» Problem
Lay out the lines of the listing below as a JSON list of strings, one string per line, from the line containing "Target: ceiling fan blade" down to the line containing "[(246, 357)]", both ends included. Leave out any blank lines.

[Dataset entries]

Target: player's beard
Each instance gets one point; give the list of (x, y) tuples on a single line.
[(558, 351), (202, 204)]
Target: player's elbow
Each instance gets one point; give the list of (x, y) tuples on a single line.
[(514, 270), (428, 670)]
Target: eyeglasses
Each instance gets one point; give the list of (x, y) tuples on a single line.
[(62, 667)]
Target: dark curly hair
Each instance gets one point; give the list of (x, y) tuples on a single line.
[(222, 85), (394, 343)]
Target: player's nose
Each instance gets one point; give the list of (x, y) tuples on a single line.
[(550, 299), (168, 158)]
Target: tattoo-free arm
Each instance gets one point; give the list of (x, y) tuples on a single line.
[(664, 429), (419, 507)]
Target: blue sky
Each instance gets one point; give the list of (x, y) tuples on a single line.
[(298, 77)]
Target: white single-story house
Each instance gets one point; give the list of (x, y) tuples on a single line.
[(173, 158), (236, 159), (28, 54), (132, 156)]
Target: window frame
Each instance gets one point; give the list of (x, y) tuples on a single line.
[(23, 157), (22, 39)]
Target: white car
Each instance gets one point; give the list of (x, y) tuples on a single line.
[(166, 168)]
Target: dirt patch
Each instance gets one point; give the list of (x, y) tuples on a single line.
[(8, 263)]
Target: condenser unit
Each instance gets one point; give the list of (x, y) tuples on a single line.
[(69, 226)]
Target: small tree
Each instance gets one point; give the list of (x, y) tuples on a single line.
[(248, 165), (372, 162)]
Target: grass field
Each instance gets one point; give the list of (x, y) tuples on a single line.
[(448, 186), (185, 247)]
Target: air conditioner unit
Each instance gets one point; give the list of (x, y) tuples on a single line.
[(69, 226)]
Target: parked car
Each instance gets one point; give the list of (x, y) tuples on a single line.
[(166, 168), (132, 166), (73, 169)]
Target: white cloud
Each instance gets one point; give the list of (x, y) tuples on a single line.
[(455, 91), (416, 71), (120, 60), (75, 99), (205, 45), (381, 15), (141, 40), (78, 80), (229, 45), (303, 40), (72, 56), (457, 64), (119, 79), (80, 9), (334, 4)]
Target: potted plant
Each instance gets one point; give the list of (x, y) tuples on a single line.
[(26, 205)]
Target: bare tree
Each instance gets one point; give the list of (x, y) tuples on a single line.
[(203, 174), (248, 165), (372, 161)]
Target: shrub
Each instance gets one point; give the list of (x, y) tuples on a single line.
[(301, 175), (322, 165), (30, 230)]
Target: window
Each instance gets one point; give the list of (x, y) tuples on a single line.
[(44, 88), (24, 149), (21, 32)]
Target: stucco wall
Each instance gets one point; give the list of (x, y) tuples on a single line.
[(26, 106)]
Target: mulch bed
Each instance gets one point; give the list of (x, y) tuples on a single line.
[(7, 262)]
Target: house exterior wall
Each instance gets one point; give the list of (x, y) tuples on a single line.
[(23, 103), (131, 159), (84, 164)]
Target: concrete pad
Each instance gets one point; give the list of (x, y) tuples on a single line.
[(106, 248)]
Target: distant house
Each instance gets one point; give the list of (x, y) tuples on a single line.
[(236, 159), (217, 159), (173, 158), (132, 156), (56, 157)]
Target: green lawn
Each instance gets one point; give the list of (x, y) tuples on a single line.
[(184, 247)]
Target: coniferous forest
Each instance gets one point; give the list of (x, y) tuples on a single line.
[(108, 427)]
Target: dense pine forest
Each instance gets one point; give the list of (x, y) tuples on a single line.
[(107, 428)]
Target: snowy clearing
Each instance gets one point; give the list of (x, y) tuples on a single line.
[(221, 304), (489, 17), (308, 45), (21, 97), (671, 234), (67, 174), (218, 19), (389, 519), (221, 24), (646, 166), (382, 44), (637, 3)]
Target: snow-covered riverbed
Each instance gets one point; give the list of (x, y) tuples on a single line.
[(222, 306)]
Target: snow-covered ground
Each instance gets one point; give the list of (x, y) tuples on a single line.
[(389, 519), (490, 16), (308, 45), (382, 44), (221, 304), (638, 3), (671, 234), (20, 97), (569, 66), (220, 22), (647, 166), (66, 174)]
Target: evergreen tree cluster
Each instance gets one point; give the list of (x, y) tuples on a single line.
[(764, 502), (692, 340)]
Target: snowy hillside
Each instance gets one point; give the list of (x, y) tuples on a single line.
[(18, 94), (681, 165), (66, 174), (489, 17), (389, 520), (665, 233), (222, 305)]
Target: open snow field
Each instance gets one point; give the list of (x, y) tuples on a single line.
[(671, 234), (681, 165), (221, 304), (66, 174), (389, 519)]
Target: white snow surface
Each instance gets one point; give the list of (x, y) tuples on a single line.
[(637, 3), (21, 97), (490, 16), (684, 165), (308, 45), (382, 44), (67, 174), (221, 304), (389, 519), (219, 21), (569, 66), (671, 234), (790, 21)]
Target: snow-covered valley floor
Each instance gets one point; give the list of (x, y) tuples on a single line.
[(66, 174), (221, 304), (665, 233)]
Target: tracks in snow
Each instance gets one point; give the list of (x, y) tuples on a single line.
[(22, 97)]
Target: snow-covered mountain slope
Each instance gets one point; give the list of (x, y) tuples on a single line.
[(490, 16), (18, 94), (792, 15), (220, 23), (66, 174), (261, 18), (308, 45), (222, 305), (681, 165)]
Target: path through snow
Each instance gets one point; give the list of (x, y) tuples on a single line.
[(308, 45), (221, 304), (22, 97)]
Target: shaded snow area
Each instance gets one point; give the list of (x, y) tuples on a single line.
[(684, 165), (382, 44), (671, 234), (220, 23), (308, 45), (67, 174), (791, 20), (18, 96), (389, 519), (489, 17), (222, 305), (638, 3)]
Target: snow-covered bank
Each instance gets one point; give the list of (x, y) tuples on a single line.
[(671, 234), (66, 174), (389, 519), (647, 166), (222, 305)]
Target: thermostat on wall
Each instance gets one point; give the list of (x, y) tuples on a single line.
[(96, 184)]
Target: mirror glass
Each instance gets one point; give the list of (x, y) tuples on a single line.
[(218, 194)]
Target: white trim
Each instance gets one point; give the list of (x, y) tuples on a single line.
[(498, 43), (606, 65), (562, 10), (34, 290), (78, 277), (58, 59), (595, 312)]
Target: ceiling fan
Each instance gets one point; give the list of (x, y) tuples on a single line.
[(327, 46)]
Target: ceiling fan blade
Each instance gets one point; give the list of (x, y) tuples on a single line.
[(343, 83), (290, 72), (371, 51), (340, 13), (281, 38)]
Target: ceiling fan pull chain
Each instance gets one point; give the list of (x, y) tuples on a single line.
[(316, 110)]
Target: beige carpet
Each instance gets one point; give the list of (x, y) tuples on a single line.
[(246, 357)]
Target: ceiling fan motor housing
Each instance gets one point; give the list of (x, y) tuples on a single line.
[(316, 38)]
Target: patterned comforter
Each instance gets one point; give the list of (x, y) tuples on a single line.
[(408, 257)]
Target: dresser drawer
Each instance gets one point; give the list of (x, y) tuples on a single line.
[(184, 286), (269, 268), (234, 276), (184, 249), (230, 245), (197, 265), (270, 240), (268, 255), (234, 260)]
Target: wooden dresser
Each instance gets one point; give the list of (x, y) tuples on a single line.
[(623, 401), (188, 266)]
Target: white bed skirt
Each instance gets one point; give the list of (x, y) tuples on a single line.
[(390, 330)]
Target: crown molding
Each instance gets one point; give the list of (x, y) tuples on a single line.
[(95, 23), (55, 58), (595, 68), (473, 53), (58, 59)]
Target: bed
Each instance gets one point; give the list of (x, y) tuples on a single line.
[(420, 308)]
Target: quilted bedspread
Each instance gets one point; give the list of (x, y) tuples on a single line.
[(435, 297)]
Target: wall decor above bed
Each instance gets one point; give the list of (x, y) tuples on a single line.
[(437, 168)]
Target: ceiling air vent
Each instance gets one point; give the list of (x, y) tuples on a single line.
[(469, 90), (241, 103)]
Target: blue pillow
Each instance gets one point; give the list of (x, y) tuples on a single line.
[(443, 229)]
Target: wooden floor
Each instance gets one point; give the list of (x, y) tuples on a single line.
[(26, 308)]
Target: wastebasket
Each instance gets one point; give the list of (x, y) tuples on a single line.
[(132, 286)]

» Answer to the task
[
  "Target: ceiling fan blade",
  "Each instance gets one point; give the list of (x, y) tuples on a single line.",
  "[(343, 83), (290, 72), (371, 51), (340, 13), (281, 38)]",
  "Target: ceiling fan pull chain",
  "Each instance gets one point; give the list of (x, y) tuples on a single line.",
  "[(316, 110)]",
  "Target: beige carpet",
  "Each instance gets one point; give the list of (x, y) tuples on a single line.",
  "[(246, 357)]"
]